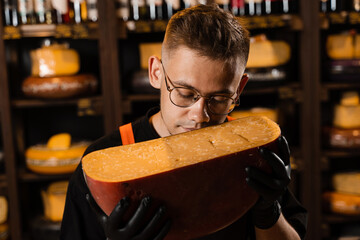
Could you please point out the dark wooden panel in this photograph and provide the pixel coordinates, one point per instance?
(9, 153)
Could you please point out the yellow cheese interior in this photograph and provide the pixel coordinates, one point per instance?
(59, 141)
(164, 154)
(54, 60)
(54, 200)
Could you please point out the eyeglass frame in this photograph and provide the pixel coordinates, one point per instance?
(235, 102)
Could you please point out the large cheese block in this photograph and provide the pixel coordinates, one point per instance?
(347, 182)
(266, 53)
(54, 200)
(199, 175)
(342, 203)
(54, 60)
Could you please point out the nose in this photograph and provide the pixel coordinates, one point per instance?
(199, 112)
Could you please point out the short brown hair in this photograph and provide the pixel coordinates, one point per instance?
(209, 31)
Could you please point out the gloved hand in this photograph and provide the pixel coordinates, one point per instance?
(270, 187)
(116, 229)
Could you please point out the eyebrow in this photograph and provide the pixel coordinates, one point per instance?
(180, 83)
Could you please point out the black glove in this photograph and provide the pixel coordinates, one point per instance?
(270, 187)
(135, 229)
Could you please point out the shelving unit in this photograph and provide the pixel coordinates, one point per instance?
(301, 99)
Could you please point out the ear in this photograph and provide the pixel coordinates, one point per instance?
(155, 73)
(242, 84)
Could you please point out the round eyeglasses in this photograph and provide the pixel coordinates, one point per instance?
(185, 97)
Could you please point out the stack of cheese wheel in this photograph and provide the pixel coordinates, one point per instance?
(3, 218)
(58, 156)
(346, 197)
(343, 50)
(54, 200)
(267, 58)
(54, 73)
(345, 132)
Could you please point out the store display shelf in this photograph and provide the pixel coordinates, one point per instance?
(341, 153)
(341, 18)
(30, 103)
(290, 21)
(27, 176)
(83, 31)
(337, 218)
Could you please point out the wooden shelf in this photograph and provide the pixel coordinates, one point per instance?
(28, 176)
(337, 218)
(333, 19)
(76, 31)
(30, 103)
(289, 21)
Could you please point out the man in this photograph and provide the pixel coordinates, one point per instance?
(200, 77)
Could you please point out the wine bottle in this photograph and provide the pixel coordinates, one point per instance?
(224, 4)
(356, 5)
(10, 16)
(139, 10)
(122, 9)
(155, 9)
(26, 12)
(289, 6)
(61, 8)
(43, 11)
(253, 7)
(92, 10)
(171, 7)
(78, 11)
(238, 7)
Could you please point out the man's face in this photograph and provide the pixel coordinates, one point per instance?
(186, 69)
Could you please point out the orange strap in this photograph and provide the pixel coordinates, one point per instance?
(230, 118)
(127, 134)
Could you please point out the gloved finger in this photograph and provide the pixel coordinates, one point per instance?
(137, 219)
(275, 162)
(284, 150)
(149, 230)
(115, 218)
(102, 217)
(164, 231)
(264, 179)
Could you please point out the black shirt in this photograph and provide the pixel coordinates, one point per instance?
(80, 223)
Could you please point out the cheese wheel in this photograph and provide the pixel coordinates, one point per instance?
(200, 175)
(54, 60)
(343, 138)
(347, 116)
(266, 53)
(59, 87)
(347, 204)
(347, 182)
(41, 159)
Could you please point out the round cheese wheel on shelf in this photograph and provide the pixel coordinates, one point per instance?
(60, 86)
(342, 203)
(41, 159)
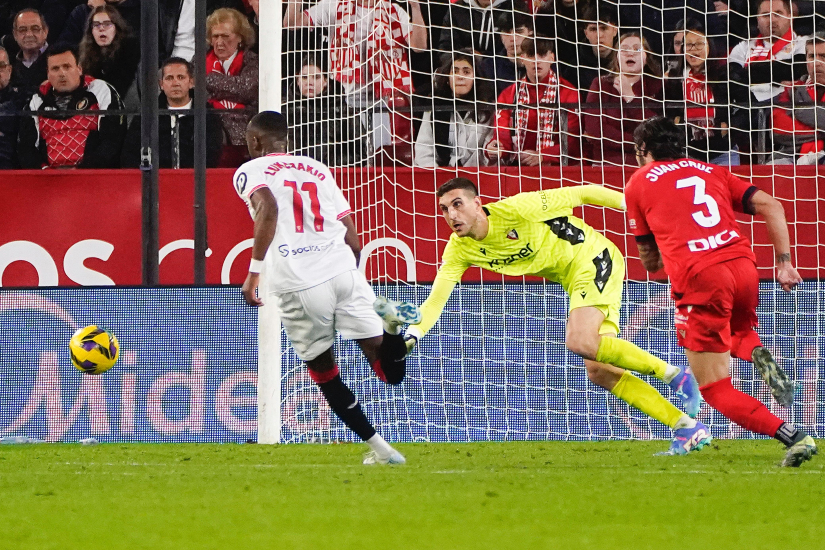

——————————

# Instructions for the task:
Set every record down again verbatim, without pictures.

# Solved exercise:
Could you please point out the dark wooden panel in this photograph and provide the pixel coordinates, one point per instance?
(9, 153)
Could you please point out the yellow cheese interior in this photograph and provide the pixel coordinates, one point per instance?
(59, 141)
(164, 154)
(54, 60)
(54, 200)
Could you please point out the eyeglass frame in this photograph and provide the pixel coordinates, one point per instance?
(235, 102)
Could you please point out the large cheese block in this photograph and provide the pixel coordinates, one point per instance?
(347, 182)
(266, 53)
(54, 200)
(199, 175)
(342, 203)
(54, 60)
Could you please point out the nose in this photograph and provide the pixel coordinates, one point per instance?
(199, 112)
Could you please point out the short brown hair in this photograph and provide the pixel coordinates, one point per instance?
(209, 31)
Could you please point out the gloved hand in this photograph and provide the pixel coordinates, one point per instance?
(270, 187)
(116, 229)
Could you please point out the eyebrow in this photograph and provide the pixel coordinates, one point per instance?
(180, 83)
Could you please point out the black glove in this photograph and provide the pixel coordinates, one point per instance?
(270, 187)
(135, 229)
Could you please point out the shelving unit in this photograph and provide the pixel coordinates, one point per instance?
(301, 99)
Could you please point out the ear in this photograph and provide the pixel coordinates, one point per instance?
(155, 73)
(242, 84)
Could you please point out the round eyeglasses in this photograph and provide the pixel coordinates, one point per instance?
(185, 97)
Could you please point out the stack of cheese wheel in this photograph and provide the pixel coordinates, one point per instance?
(3, 218)
(58, 156)
(346, 197)
(343, 50)
(54, 200)
(267, 58)
(54, 73)
(345, 132)
Could you please point out the store display shelf in this photograph and provide the pixel coordinates, one point per instance?
(341, 153)
(341, 18)
(30, 103)
(290, 21)
(27, 176)
(83, 31)
(337, 218)
Could you please point out the wooden shelf in this photograph and provide the pixel coordinates, one point per instance?
(28, 176)
(337, 218)
(333, 19)
(76, 31)
(30, 103)
(289, 21)
Could you please point out the man in this photograph and provide the pixel coordinates, one point per instance?
(200, 77)
Could you please point out the wine bottle in this photograph and provide the pixel coordinates, one point per instance?
(224, 4)
(356, 5)
(10, 16)
(139, 10)
(122, 9)
(155, 9)
(26, 12)
(289, 6)
(61, 8)
(43, 11)
(253, 7)
(92, 10)
(171, 7)
(78, 11)
(238, 7)
Could you please point out the man's face in this photograph and provide the pixel coordinates, one point per instance?
(186, 69)
Could you please point out the orange strap in this photograph and provide the pixel coordinates, one point per instance?
(230, 118)
(127, 134)
Could you please point out the gloved finger in this photograph and provide the pixel coordinates, one point per instance?
(137, 219)
(275, 162)
(284, 150)
(149, 230)
(115, 218)
(102, 217)
(164, 231)
(264, 179)
Could you please point out the black shirt in this photograph and provide the pixel coordinates, one point per instance?
(80, 223)
Could you please point out the cheese wheel in this photograph and provide the pixel coordinates, one point per instance?
(200, 175)
(54, 60)
(343, 138)
(347, 116)
(266, 53)
(59, 87)
(347, 204)
(347, 182)
(41, 159)
Could you please point out the round cheese wheel on shelf in this photograph and provide the pixel coordinates, one point per instance?
(60, 86)
(342, 203)
(41, 159)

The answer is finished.